Exercise task - Decide whether each statement agrees with the notebook description below, answering yes or no and quoting the words of the description that settle it. 1. The notebook gathers data for the ten most recent NFL seasons. 2. Fantasy points are calculated using a standard Yahoo! league with 0 PPR. 3. The final data frame is saved as a JSON file.
* begin Document passage *
### Which running backs have had 50+ carries in each of the last 5 years?

This notebook scrapes data from [Pro Football Reference](https://www.pro-football-reference.com/)'s Rushing and Receiving data table and places it into a data frame ([sample table](https://www.pro-football-reference.com/years/2017/rushing.htm)). The notebook uses the `Requests` and `Beautiful Soup 4` modules to gather the web page data. A `Player` class is used to create objects representing a single player. The program loops through the 5 most recent NFL seasons and gathers data for each season. A column for the player's fantasy points for the season is added to each data frame. The points total is based on a standard Yahoo! league (0 PPR). The scoring can be changed in the `FANTASY_SETTINGS_DICT` dictionary. A data frame for each season is placed in a list, and this list is concatenated into one big data frame. Then, various manipulations are made to the data frame to find all running backs who have had 50 or more rushing attempts in each of the last 5 years. The final data frame is saved as a `.csv` file.
* end Document passage *
* begin Record list *
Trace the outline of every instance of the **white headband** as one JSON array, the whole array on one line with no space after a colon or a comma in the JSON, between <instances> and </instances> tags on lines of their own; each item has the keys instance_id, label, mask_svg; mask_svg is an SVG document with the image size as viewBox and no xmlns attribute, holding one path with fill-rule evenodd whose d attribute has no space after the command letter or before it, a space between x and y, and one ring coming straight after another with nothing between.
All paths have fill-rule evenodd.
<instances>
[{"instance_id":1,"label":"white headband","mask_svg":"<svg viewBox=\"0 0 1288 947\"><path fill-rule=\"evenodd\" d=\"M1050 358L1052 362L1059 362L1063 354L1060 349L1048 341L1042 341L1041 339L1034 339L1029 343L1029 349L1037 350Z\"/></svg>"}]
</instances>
* end Record list *
* begin Record list *
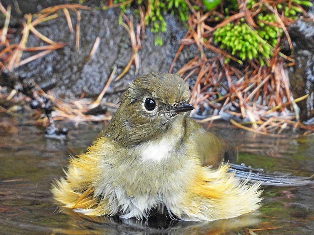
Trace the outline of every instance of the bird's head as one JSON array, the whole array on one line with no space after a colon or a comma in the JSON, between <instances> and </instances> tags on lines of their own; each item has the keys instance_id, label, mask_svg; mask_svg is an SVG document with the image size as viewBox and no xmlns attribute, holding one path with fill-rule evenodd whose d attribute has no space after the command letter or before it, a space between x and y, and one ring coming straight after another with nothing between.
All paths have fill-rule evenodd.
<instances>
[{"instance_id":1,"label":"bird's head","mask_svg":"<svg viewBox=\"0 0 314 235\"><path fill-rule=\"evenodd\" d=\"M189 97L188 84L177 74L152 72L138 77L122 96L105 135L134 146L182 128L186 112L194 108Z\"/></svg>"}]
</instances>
* end Record list *
Written solution -
1. No: "The program loops through the 5 most recent NFL seasons and gathers data for each season."
2. Yes: "The points total is based on a standard Yahoo! league (0 PPR)."
3. No: "The final data frame is saved as a `.csv` file."